GIVEN INSTRUCTION :: Gather every line of the records below that contains the string "lake" and copy each one. Letter case matters.

RECORDS ::
+ + +
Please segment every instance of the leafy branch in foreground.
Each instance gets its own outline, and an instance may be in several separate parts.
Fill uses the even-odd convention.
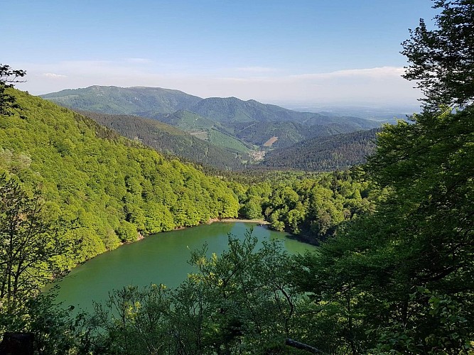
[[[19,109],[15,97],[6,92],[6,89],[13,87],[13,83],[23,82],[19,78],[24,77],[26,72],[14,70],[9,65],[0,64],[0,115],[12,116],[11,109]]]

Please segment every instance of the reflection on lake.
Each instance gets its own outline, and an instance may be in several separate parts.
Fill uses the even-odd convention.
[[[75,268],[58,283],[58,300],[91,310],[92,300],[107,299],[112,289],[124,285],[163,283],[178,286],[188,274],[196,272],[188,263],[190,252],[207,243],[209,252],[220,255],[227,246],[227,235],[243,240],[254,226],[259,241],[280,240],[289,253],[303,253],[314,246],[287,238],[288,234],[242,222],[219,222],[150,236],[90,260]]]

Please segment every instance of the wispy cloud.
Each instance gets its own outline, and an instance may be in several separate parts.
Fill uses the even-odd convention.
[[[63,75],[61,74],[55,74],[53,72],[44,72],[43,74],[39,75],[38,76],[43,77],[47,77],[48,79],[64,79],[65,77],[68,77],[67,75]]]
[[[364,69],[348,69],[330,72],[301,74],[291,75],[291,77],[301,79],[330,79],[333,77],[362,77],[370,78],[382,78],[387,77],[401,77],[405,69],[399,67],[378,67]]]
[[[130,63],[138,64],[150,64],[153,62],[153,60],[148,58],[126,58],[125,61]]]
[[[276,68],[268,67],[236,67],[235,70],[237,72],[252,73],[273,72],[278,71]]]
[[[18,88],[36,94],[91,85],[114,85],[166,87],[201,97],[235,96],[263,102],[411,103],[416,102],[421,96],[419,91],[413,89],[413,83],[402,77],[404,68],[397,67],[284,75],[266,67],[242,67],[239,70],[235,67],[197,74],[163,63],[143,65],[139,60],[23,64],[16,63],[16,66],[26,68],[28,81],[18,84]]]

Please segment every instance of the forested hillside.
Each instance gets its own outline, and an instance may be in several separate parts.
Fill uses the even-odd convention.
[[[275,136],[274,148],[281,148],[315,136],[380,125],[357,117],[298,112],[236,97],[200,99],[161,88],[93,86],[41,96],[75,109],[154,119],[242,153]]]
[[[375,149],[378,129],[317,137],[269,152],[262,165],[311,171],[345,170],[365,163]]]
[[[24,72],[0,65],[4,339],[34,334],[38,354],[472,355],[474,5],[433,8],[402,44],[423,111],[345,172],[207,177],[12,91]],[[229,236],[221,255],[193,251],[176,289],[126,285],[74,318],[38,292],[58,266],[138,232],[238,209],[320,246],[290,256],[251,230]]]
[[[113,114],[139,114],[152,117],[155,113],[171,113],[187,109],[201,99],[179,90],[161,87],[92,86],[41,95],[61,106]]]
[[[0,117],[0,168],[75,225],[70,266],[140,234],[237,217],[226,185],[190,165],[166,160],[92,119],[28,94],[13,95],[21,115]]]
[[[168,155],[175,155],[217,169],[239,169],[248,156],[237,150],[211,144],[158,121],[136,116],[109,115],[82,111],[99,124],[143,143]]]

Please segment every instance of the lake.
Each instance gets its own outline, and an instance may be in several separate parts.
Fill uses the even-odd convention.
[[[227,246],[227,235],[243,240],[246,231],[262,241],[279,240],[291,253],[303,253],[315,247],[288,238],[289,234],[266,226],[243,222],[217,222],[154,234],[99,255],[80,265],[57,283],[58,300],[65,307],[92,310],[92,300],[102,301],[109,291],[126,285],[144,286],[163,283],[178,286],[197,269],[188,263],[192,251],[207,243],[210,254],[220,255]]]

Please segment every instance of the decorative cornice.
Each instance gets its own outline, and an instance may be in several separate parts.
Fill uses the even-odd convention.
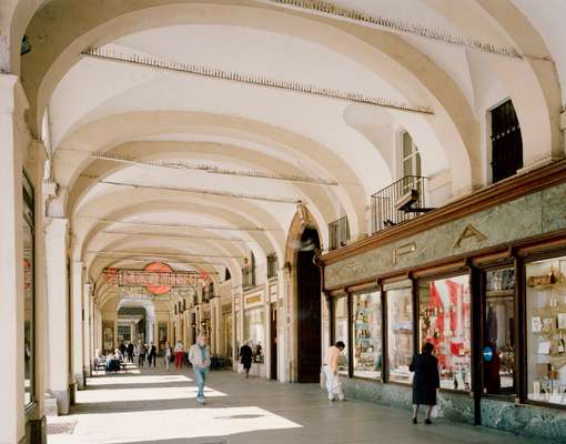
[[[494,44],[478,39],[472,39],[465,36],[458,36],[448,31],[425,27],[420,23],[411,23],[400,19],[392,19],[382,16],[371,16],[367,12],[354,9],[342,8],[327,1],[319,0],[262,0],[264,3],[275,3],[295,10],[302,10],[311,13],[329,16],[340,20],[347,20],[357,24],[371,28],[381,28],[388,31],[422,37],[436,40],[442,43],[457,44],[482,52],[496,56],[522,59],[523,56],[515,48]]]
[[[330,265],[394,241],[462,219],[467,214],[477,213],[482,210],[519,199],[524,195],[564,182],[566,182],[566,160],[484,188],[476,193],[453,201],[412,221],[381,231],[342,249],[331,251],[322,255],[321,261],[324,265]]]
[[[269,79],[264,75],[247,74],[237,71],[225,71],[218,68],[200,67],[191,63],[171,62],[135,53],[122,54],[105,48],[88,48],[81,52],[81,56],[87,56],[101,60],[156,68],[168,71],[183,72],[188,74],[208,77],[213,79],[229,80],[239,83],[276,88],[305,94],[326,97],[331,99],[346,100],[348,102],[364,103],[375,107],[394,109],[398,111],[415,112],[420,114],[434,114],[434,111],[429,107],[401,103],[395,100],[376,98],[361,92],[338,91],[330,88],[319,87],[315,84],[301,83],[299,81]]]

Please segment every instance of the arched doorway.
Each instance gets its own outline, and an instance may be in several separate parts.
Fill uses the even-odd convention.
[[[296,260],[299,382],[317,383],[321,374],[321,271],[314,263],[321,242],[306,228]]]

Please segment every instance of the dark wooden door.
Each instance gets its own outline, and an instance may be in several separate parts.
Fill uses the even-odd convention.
+ + +
FULL SOLUTION ::
Please segment every instance of the reflection on lake.
Please segment every instance of the lake.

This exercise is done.